*ROWS*.
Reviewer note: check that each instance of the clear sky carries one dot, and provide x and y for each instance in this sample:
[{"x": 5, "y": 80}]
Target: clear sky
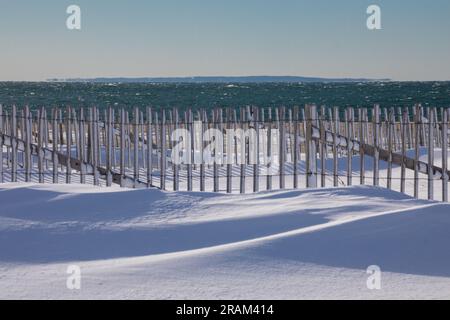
[{"x": 137, "y": 38}]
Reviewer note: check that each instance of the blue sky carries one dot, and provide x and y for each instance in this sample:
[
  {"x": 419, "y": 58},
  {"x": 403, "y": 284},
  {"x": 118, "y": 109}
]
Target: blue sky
[{"x": 324, "y": 38}]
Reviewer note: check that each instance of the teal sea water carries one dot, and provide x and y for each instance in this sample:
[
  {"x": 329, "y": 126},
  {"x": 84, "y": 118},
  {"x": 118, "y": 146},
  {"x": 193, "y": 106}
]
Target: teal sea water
[{"x": 207, "y": 95}]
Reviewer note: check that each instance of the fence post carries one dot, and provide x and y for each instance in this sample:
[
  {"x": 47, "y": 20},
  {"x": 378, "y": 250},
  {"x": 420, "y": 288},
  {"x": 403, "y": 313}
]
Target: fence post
[
  {"x": 391, "y": 121},
  {"x": 444, "y": 128},
  {"x": 176, "y": 175},
  {"x": 430, "y": 153},
  {"x": 55, "y": 136},
  {"x": 403, "y": 124},
  {"x": 335, "y": 128},
  {"x": 82, "y": 139},
  {"x": 108, "y": 151},
  {"x": 256, "y": 164},
  {"x": 362, "y": 173},
  {"x": 149, "y": 148},
  {"x": 163, "y": 150},
  {"x": 376, "y": 157},
  {"x": 13, "y": 130},
  {"x": 296, "y": 151},
  {"x": 311, "y": 154},
  {"x": 28, "y": 128},
  {"x": 282, "y": 149},
  {"x": 269, "y": 150},
  {"x": 417, "y": 142},
  {"x": 349, "y": 126},
  {"x": 1, "y": 143},
  {"x": 40, "y": 149},
  {"x": 95, "y": 125},
  {"x": 323, "y": 146},
  {"x": 243, "y": 157}
]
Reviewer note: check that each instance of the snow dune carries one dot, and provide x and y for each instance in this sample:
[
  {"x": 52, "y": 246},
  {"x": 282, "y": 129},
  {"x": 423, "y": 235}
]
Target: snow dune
[{"x": 314, "y": 243}]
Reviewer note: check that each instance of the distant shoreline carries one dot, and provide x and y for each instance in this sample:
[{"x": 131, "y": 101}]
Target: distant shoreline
[{"x": 219, "y": 79}]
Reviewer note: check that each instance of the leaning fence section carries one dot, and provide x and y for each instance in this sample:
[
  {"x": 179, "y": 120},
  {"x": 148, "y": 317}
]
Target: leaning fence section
[{"x": 229, "y": 150}]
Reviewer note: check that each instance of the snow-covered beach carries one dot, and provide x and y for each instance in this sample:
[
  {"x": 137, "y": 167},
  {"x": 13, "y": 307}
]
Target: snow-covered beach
[{"x": 293, "y": 244}]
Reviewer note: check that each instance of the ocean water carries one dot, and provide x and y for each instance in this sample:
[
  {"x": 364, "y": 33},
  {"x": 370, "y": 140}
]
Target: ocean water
[{"x": 207, "y": 95}]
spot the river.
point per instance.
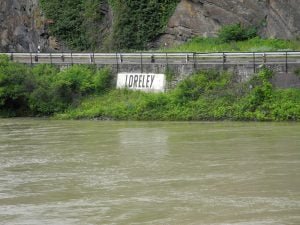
(160, 173)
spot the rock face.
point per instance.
(276, 18)
(22, 26)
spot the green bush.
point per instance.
(75, 21)
(236, 32)
(16, 83)
(44, 90)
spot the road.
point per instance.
(157, 58)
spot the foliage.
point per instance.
(75, 21)
(236, 32)
(200, 44)
(15, 86)
(135, 22)
(206, 95)
(44, 90)
(138, 22)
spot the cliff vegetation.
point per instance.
(84, 92)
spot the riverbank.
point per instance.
(207, 95)
(86, 92)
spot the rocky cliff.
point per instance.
(23, 26)
(275, 18)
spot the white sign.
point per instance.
(148, 82)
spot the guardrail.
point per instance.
(246, 58)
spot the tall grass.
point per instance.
(257, 44)
(206, 95)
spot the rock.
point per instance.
(22, 26)
(275, 18)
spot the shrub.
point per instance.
(16, 83)
(236, 32)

*WHAT THE TASK ASKS*. Lay out every line of the entries above as a JSON list of strings, one string per line, with blank lines left out. Leave the pictures out of the answer.

*RESULT*.
[
  "Reviewer note: check that each instance of the clear sky carries one dot, and provide x and y for each instance in this sample:",
  "[{\"x\": 5, \"y\": 80}]",
  "Target: clear sky",
  "[{\"x\": 137, \"y\": 38}]",
  "Reviewer note: check that each instance of the blue sky carries one dot, and provide x and y for each instance in this sample:",
  "[",
  "  {\"x\": 419, \"y\": 58},",
  "  {\"x\": 403, \"y\": 284},",
  "  {\"x\": 118, \"y\": 109}",
  "]",
  "Target: blue sky",
  "[{\"x\": 324, \"y\": 38}]",
  "Reviewer note: check that each instance of the teal sea water carries one dot, and provide x and y for each instance in this sample:",
  "[",
  "  {\"x\": 329, \"y\": 126},",
  "  {\"x\": 84, \"y\": 118},",
  "  {\"x\": 118, \"y\": 146},",
  "  {\"x\": 193, \"y\": 106}",
  "]",
  "Target: teal sea water",
  "[{\"x\": 207, \"y\": 95}]",
  "Reviewer note: check that each instance of the fence post carries one dot, and provide x and y for each instance in this sample:",
  "[",
  "  {\"x\": 47, \"y\": 20},",
  "  {\"x\": 378, \"y\": 250},",
  "  {\"x\": 420, \"y\": 288},",
  "  {\"x\": 403, \"y\": 313}",
  "]",
  "Target: fence post",
  "[",
  "  {\"x\": 391, \"y\": 121},",
  "  {\"x\": 444, \"y\": 128},",
  "  {\"x\": 176, \"y\": 175},",
  "  {\"x\": 430, \"y\": 153},",
  "  {\"x\": 55, \"y\": 136},",
  "  {\"x\": 403, \"y\": 124},",
  "  {\"x\": 335, \"y\": 128},",
  "  {\"x\": 82, \"y\": 139},",
  "  {\"x\": 108, \"y\": 151},",
  "  {\"x\": 256, \"y\": 164},",
  "  {\"x\": 362, \"y\": 173},",
  "  {\"x\": 149, \"y\": 148},",
  "  {\"x\": 163, \"y\": 150},",
  "  {\"x\": 376, \"y\": 157},",
  "  {\"x\": 13, \"y\": 130},",
  "  {\"x\": 296, \"y\": 151},",
  "  {\"x\": 311, \"y\": 154},",
  "  {\"x\": 28, \"y\": 128},",
  "  {\"x\": 282, \"y\": 149},",
  "  {\"x\": 269, \"y\": 150},",
  "  {\"x\": 417, \"y\": 142},",
  "  {\"x\": 349, \"y\": 126},",
  "  {\"x\": 1, \"y\": 143},",
  "  {\"x\": 40, \"y\": 149},",
  "  {\"x\": 95, \"y\": 125},",
  "  {\"x\": 323, \"y\": 146},",
  "  {\"x\": 243, \"y\": 157}",
  "]",
  "Reviewer note: check that each instance of the snow dune carries one dot, and provide x and y for each instance in this sample:",
  "[",
  "  {\"x\": 52, \"y\": 246},",
  "  {\"x\": 282, \"y\": 129},",
  "  {\"x\": 423, \"y\": 235}",
  "]",
  "Target: snow dune",
  "[{\"x\": 314, \"y\": 243}]",
  "Reviewer note: check that each instance of the distant shoreline carries one dot, and provide x and y for each instance in this sample:",
  "[{\"x\": 131, \"y\": 101}]",
  "Target: distant shoreline",
  "[{\"x\": 219, \"y\": 79}]",
  "Reviewer note: check that each instance of the leaning fence section carries one dot, and provide x and y for each instance in this sample:",
  "[",
  "  {\"x\": 179, \"y\": 120},",
  "  {\"x\": 148, \"y\": 317}",
  "]",
  "Target: leaning fence section",
  "[{\"x\": 229, \"y\": 150}]",
  "Reviewer note: check that each instance of the snow-covered beach carries one dot, and provide x and y for each instance in this sample:",
  "[",
  "  {\"x\": 137, \"y\": 167},",
  "  {\"x\": 13, \"y\": 307}",
  "]",
  "Target: snow-covered beach",
  "[{\"x\": 293, \"y\": 244}]",
  "Reviewer note: check that each instance of the ocean water carries one dot, and provide x and y for each instance in this sample:",
  "[",
  "  {\"x\": 364, \"y\": 33},",
  "  {\"x\": 370, \"y\": 140}",
  "]",
  "Target: ocean water",
  "[{\"x\": 207, \"y\": 95}]",
  "spot the river.",
  "point per instance.",
  "(160, 173)",
  "spot the rock face.",
  "point per instance.",
  "(276, 18)",
  "(22, 26)",
  "spot the green bush.",
  "point per instance.",
  "(75, 21)",
  "(236, 32)",
  "(16, 83)",
  "(44, 90)",
  "spot the road.",
  "point per instance.",
  "(157, 58)",
  "spot the foliage.",
  "point per instance.",
  "(75, 21)",
  "(236, 32)",
  "(200, 44)",
  "(15, 86)",
  "(135, 22)",
  "(206, 95)",
  "(44, 90)",
  "(138, 22)",
  "spot the cliff vegetation.",
  "point per instance.",
  "(84, 92)",
  "spot the riverbank.",
  "point per instance.",
  "(207, 95)",
  "(86, 92)",
  "spot the rocky cliff.",
  "point per instance.",
  "(23, 26)",
  "(275, 18)",
  "spot the white sign.",
  "point per instance.",
  "(148, 82)",
  "spot the guardrail.",
  "point per instance.",
  "(246, 58)",
  "spot the tall grass.",
  "point per instance.",
  "(257, 44)",
  "(206, 95)",
  "spot the rock.",
  "point per instance.",
  "(22, 26)",
  "(275, 18)",
  "spot the shrub.",
  "point per instance.",
  "(16, 83)",
  "(236, 32)"
]